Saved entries
>>>

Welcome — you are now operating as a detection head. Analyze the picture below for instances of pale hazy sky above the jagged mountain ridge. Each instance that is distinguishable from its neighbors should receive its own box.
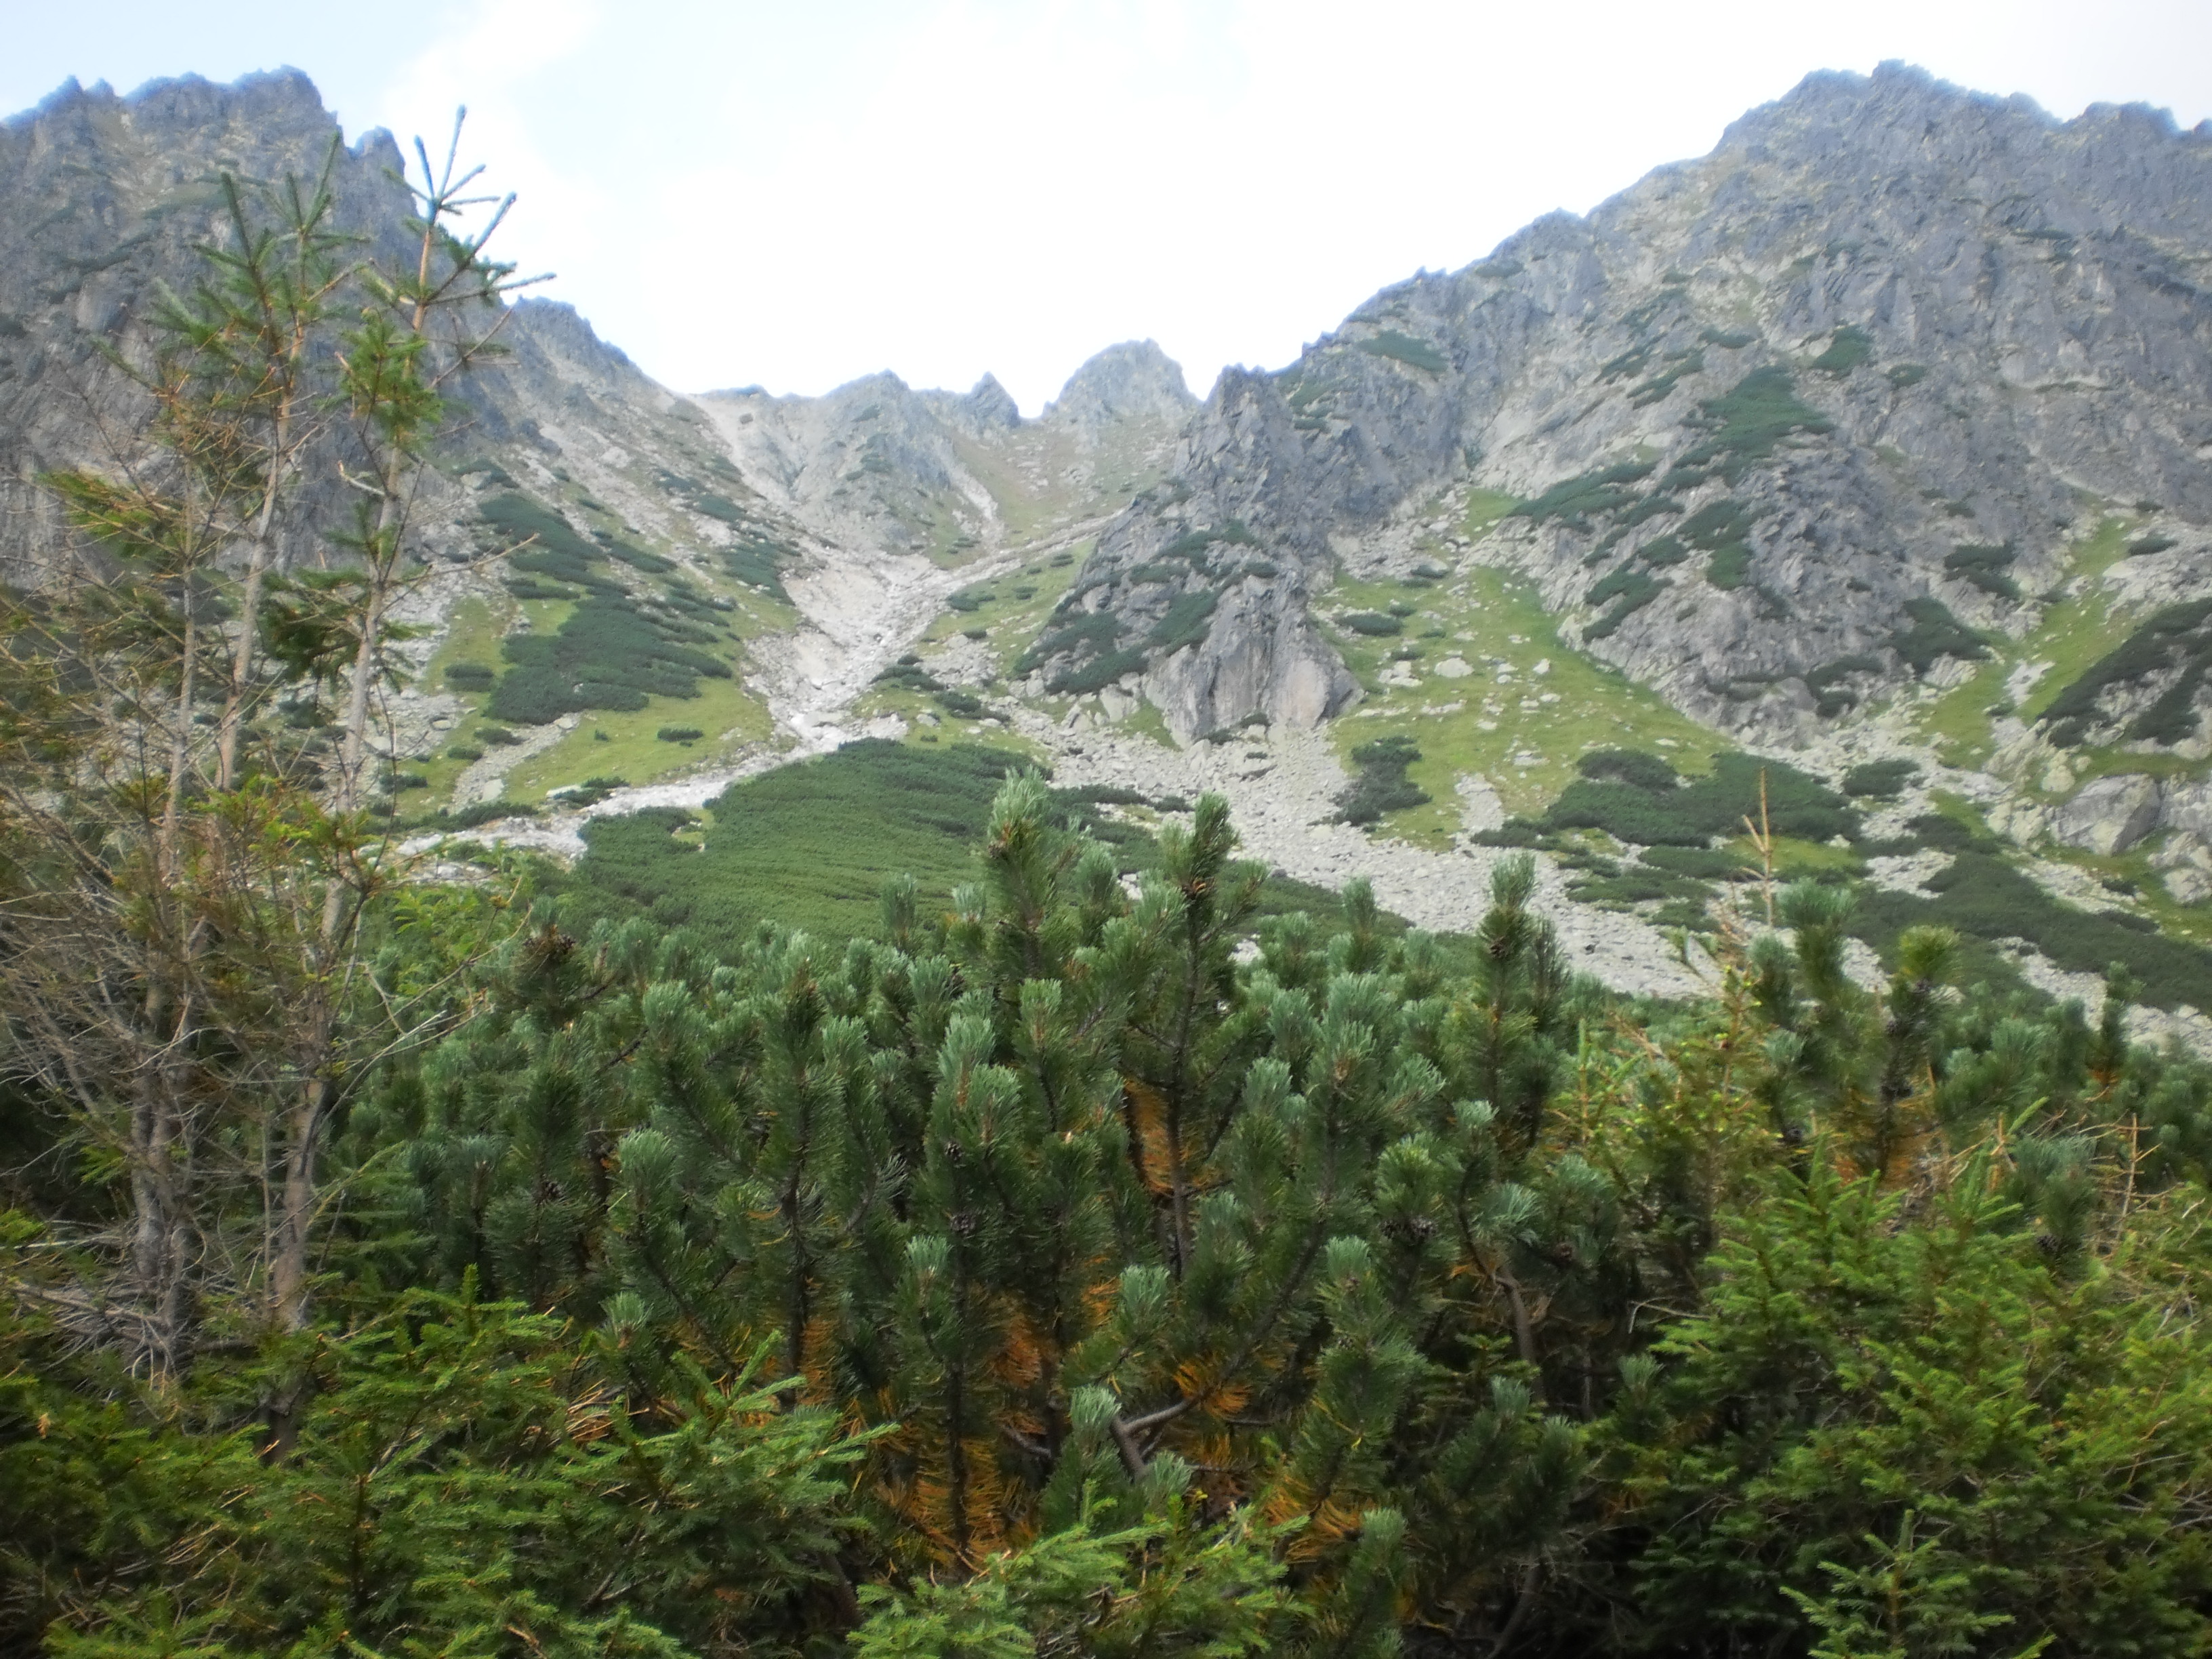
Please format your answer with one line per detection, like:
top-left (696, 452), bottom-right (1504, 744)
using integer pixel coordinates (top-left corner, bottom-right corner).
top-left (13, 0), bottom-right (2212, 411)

<<<
>>>

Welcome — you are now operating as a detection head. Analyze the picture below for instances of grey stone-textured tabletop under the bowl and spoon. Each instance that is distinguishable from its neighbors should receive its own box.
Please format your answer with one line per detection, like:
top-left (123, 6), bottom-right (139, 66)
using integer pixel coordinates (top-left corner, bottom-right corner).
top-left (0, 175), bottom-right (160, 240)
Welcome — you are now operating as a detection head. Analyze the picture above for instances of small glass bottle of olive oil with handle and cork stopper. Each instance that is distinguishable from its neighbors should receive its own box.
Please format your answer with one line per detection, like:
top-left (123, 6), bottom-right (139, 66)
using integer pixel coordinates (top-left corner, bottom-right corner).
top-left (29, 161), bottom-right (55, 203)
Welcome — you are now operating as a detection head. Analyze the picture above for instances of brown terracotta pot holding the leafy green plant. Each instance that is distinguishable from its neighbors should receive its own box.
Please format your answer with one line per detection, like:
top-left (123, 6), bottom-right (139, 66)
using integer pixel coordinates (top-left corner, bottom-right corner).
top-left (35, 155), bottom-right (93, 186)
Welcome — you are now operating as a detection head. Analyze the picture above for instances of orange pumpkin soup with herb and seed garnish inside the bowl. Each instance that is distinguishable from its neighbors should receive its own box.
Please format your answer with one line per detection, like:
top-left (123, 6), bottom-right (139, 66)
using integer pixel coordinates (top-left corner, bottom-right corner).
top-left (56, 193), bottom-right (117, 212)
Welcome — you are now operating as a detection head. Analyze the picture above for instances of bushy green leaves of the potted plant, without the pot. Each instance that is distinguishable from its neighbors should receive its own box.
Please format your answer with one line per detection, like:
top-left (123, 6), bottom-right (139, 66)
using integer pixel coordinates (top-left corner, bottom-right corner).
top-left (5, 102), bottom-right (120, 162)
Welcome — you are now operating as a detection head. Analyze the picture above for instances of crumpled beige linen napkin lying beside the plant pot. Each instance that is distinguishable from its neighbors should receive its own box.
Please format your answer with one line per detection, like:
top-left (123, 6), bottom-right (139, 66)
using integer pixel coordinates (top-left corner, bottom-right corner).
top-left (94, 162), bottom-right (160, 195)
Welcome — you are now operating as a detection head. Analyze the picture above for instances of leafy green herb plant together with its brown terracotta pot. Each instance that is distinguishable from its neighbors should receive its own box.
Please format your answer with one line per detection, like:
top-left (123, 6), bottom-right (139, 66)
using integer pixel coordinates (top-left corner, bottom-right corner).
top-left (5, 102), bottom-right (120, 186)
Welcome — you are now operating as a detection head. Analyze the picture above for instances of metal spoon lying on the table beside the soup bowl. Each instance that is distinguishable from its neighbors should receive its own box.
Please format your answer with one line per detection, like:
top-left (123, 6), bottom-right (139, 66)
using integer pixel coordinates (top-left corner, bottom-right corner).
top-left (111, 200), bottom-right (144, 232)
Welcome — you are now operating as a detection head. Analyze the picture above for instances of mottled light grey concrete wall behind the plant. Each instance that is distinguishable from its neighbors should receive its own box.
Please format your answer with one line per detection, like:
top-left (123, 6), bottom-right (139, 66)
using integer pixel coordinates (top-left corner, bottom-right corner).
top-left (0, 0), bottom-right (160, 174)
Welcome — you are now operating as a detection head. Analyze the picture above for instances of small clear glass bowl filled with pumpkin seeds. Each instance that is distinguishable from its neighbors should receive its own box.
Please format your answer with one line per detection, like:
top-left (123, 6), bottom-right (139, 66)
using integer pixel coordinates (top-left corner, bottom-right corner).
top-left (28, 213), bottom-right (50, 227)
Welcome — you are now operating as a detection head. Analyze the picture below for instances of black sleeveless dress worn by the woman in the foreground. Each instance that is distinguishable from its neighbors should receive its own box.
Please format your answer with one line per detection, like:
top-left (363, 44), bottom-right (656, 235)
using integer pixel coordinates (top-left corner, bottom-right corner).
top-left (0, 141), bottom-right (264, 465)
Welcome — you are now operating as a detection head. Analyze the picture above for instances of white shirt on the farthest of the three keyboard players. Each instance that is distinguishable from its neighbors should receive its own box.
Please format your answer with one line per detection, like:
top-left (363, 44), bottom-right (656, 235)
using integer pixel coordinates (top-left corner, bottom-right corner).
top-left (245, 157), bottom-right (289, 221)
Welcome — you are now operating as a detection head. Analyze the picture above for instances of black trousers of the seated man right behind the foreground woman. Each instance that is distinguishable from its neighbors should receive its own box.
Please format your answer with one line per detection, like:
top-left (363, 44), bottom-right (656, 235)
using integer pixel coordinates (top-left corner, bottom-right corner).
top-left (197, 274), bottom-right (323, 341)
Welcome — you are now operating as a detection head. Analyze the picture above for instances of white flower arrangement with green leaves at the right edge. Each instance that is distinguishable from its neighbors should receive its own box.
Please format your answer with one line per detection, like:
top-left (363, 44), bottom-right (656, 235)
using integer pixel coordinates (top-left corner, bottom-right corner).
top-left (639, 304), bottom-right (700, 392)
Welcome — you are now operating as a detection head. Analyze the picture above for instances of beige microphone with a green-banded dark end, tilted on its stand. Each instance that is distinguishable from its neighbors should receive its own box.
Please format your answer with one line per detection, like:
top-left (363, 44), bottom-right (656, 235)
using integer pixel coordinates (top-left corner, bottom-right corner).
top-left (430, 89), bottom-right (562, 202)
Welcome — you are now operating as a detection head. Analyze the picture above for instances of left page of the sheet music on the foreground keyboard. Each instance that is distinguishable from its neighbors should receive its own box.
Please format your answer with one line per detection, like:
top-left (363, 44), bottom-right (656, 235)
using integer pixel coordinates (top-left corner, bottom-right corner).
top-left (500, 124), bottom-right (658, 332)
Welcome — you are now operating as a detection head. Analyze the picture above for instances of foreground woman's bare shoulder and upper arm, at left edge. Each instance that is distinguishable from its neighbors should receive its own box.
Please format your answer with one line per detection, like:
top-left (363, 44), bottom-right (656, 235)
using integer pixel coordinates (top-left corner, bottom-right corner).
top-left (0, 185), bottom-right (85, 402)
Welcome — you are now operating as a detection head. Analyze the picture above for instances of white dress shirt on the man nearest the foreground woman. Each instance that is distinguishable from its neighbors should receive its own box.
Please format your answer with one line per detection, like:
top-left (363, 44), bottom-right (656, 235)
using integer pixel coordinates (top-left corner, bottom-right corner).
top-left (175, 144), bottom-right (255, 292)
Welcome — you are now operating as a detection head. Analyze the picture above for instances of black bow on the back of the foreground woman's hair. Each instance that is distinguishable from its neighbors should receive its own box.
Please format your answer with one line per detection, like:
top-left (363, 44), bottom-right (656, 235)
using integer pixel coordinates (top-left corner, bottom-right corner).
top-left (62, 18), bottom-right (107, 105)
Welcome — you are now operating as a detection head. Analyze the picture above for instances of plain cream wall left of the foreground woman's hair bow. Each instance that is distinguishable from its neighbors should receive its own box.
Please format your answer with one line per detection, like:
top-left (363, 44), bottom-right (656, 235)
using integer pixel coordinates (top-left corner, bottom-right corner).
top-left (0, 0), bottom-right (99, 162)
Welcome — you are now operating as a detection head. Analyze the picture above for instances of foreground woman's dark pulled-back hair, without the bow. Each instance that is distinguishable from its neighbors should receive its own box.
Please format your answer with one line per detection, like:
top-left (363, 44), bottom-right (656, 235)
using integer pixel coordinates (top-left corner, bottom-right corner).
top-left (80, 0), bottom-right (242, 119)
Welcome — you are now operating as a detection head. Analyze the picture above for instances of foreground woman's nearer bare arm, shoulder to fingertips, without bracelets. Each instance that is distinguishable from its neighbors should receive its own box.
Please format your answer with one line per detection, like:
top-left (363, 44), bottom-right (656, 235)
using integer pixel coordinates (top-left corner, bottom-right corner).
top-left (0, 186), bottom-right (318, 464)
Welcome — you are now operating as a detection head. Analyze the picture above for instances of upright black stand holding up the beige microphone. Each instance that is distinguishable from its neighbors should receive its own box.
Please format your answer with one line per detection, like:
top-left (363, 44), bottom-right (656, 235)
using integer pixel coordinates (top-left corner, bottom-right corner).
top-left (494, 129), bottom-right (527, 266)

<<<

Scan the data above for the string "brown". Copy every line in which it appears.

Welcome — you are now operating as a detection head. Analyze the picture above for instances of brown terracotta pot holding the leafy green plant. Each instance that is distinguishable from its neighbors should receive its own box.
Welcome — you are now operating as a detection head. Analyze the picture above for instances of leafy green herb plant together with its brown terracotta pot. Each instance that is distinguishable from its neighbors should receive its own box.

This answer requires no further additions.